As mudanças no mundo atual acontecem muito rapidamente, daí a necessidade de estarmos preparados para aceitá-las, e isso nos leva, então, a uma reflexão: será que estamos preparados para isso? O conceito de sustentabilidade na produção de alimentos se multiplica no mundo todo fazendo com que, cada vez mais, as pessoas se preocupem em realizar um consumo consciente. Essa mudança no estilo de vida das pessoas é visível na crescente demanda por produtos e bens produzidos de forma sustentável.
Nos dias de hoje temas como agronegócio globalizado, sustentabilidade, certificação, rastreabilidade, qualidade, origem, mudanças climáticas, boas práticas agrícolas, aquecimento global, novas relações trabalhistas, entre tantos outros, passam a fazer parte do dia a dia do homem do campo brasileiro, independentemente do tamanho de sua exploração. Isso leva então, principalmente aos pequenos, o cumprimento de exigências ainda maiores e, portanto, a necessidade deles virem a entender que uma produção agrícola só será sustentável se permitir condições de trabalho decente em toda a sua cadeia produtiva. Não devendo, também, afetar de forma negativa o meio ambiente e sendo adequadamente controlada e monitorada, visando a produção de alimentos de melhor qualidade e com preços que ao mesmo tempo atendam as necessidades do mercado e também remunerem o produtor de forma justa.
Diante desse cenário a pergunta a ser respondida deverá ser: "Será que a agricultura que estamos praticando tem essas condições? Isso pode ser facilmente respondido, basta um olhar para entendermos que os atuais conflitos sociais não estão acontecendo mais somente nas grandes cidades, eles agora estão acontecendo por todos os lados. Baixa escolaridade, desemprego e violência não são mais questões só das cidades, agora são também graves distúrbios no campo. Vejam, por exemplo, os conflitos por terra, por trabalho (migração dos trabalhadores e condições insalubres de trabalho no campo), o aumento do consumo de drogas e a situação de abandono de grande parte das pequenas propriedades país afora. Assim, podemos perceber que o atual modelo agrícola não é sustentável, portanto, a questão agora não é só como torná-lo sustentável e sim primeiro, como resolver a questão das desigualdades e pobreza no campo sabendo que as forças do mercado são conservadoras e centralizadoras do capital.

DESAFIO 1: Liste as questões que, segundo o texto sobre sustentabilidade na agricultura, deixaram de ser problemas apenas das cidades.

MATERIAL DA TAREFA:
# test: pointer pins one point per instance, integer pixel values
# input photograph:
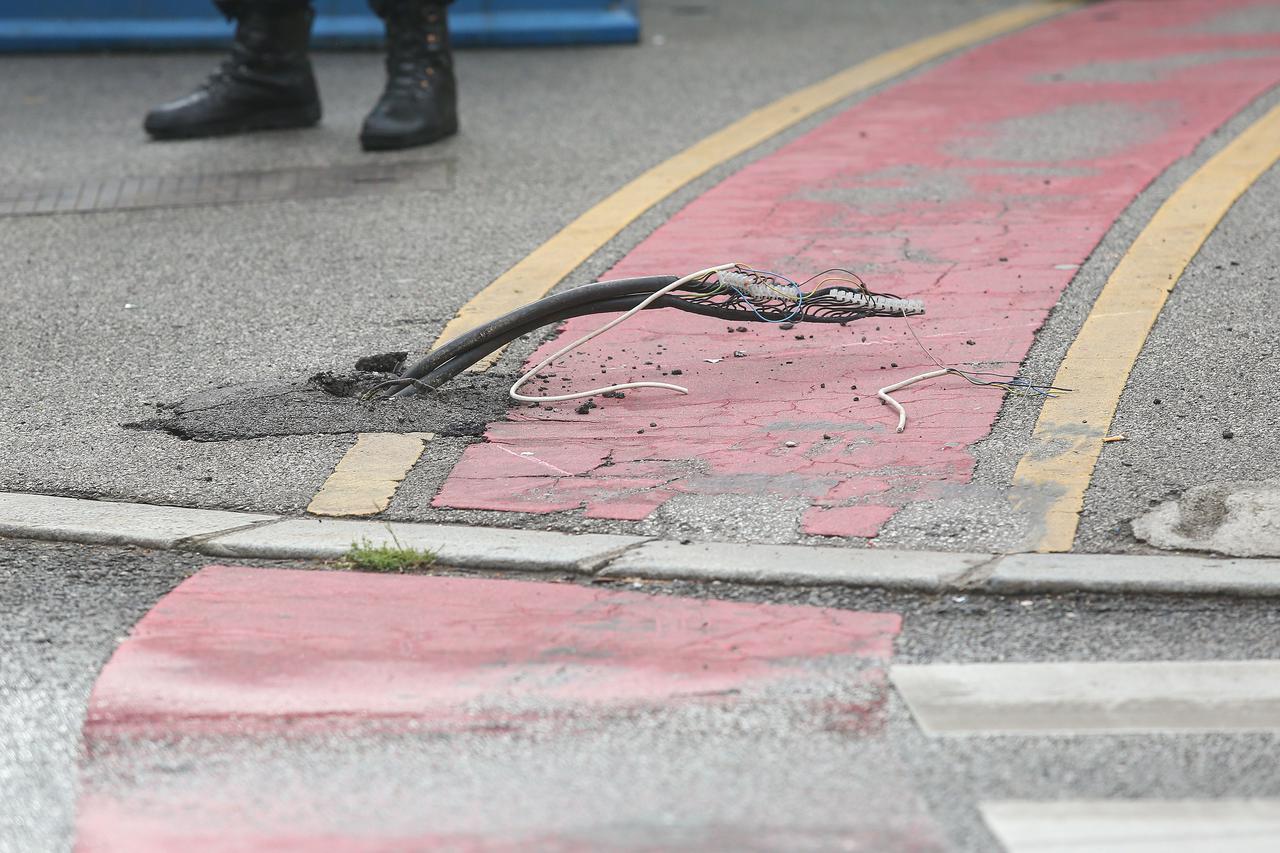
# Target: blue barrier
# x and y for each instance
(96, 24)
* * *
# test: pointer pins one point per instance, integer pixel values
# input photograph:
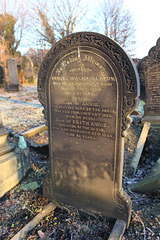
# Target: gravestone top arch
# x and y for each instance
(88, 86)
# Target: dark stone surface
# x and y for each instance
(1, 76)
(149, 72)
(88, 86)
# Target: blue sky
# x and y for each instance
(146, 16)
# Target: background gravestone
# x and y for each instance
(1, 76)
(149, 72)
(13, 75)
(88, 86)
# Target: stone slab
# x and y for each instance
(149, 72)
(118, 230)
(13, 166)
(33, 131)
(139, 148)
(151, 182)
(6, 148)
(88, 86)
* * *
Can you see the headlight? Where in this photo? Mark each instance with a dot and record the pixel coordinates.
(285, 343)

DESAFIO 2: Reúna todas as linhas dos registros que contêm a palavra "gravestone".

RESPOSTA ESCRITA 1: Baixa escolaridade, desemprego e violência.

RESPOSTA ESCRITA 2:
# Target: gravestone top arch
# Target: background gravestone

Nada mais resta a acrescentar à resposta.